**EXTRACTED TEXT:**

The blueberry grows both in the wild and as a commercial crop. It has doubled its commercial production from the year 2010 to 2019 from 439,000 t to 1.0 million t, of which the main producing countries are the United States, Canada, Chile, and Peru (USDA, 2021). The production of blueberries in Colombia ranks sixth among South American countries, with 304 ha cultivated in 2018, located mainly in the departments of Cundinamarca and Boyacá and harvested to satisfy local consumption (Agronet, 2022). Blueberries are fruits with a low sugar content, a high antioxidant capacity and a high content of flavonoids, among which anthocyanins stand out. Their consumption provides many benefits for human health (Salgado et al., 2018), among which the improvement of vision and antidiabetic properties are highlighted (Yang et al., 2022).

**WORK TO COMPLETE:** Copy the full blueberry passage word for word. Work from the blueberry passage only.

**THE DATA:**
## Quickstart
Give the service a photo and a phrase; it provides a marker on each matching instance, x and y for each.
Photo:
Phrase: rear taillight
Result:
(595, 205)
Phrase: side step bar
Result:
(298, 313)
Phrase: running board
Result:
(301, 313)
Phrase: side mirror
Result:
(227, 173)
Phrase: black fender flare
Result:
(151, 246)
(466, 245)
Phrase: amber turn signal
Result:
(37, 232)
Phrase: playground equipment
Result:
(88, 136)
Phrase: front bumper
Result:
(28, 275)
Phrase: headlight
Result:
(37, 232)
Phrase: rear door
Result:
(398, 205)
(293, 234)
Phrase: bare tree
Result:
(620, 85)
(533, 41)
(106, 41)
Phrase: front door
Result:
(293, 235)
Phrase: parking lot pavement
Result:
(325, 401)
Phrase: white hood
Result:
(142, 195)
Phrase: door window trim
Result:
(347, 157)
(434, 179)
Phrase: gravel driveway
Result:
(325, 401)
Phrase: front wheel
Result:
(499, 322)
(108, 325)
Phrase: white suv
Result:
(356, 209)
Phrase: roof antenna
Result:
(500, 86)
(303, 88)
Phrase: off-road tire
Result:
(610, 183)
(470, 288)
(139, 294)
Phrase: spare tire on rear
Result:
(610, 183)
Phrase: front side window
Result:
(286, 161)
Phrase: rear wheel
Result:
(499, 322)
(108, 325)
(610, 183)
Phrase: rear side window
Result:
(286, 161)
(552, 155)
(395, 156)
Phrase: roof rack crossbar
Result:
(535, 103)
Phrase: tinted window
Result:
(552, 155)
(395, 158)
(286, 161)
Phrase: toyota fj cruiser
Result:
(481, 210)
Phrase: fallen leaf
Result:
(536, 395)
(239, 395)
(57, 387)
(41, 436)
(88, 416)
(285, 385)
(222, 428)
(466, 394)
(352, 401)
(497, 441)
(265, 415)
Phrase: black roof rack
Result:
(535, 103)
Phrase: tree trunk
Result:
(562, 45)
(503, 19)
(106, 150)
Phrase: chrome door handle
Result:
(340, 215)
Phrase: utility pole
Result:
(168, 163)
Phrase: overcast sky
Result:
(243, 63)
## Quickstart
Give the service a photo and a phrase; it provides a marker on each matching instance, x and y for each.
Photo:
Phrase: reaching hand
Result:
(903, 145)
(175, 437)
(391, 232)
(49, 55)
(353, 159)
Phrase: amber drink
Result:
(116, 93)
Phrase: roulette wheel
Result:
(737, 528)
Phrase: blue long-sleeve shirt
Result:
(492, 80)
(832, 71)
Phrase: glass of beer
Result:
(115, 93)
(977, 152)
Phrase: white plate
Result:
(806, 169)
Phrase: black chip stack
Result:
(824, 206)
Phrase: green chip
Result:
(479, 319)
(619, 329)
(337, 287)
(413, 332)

**FINAL ANSWER:**
The blueberry grows both in the wild and as a commercial crop. It has doubled its commercial production from the year 2010 to 2019 from 439,000 t to 1.0 million t, of which the main producing countries are the United States, Canada, Chile, and Peru (USDA, 2021). The production of blueberries in Colombia ranks sixth among South American countries, with 304 ha cultivated in 2018, located mainly in the departments of Cundinamarca and Boyacá and harvested to satisfy local consumption (Agronet, 2022). Blueberries are fruits with a low sugar content, a high antioxidant capacity and a high content of flavonoids, among which anthocyanins stand out. Their consumption provides many benefits for human health (Salgado et al., 2018), among which the improvement of vision and antidiabetic properties are highlighted (Yang et al., 2022).